(Rows from a data source)
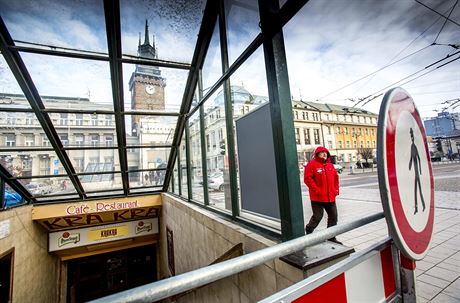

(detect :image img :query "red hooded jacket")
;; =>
[303,146,339,202]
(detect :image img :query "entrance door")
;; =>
[67,245,157,303]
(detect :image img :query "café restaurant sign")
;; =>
[48,218,159,252]
[32,195,161,231]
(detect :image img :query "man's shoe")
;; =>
[328,238,343,245]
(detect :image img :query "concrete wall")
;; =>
[0,206,60,303]
[160,194,303,303]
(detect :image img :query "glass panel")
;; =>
[120,0,205,62]
[49,113,117,147]
[179,133,189,199]
[0,0,107,53]
[66,149,120,173]
[225,0,260,65]
[19,177,76,196]
[0,151,66,177]
[125,115,177,146]
[128,148,171,170]
[21,53,113,110]
[0,56,25,99]
[230,47,268,214]
[123,64,188,113]
[188,111,204,203]
[204,87,231,209]
[78,173,123,194]
[3,184,26,208]
[128,170,166,188]
[202,22,222,96]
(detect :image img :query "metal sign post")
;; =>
[377,87,434,302]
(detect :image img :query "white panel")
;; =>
[345,254,385,303]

● **WHAT NEEDS TO BE DONE**:
Pull out each line in the rows above that contains the string "detect".

● **FINISHED TASK**:
(detect :image img :query "red hooded jacket")
(detect :image img :query "entrance door")
(detect :image img :query "café restaurant sign")
(detect :image img :query "man's shoe")
(detect :image img :query "concrete wall")
(detect :image img :query "glass panel")
(detect :image img :query "metal sign post")
(detect :image img :query "white panel")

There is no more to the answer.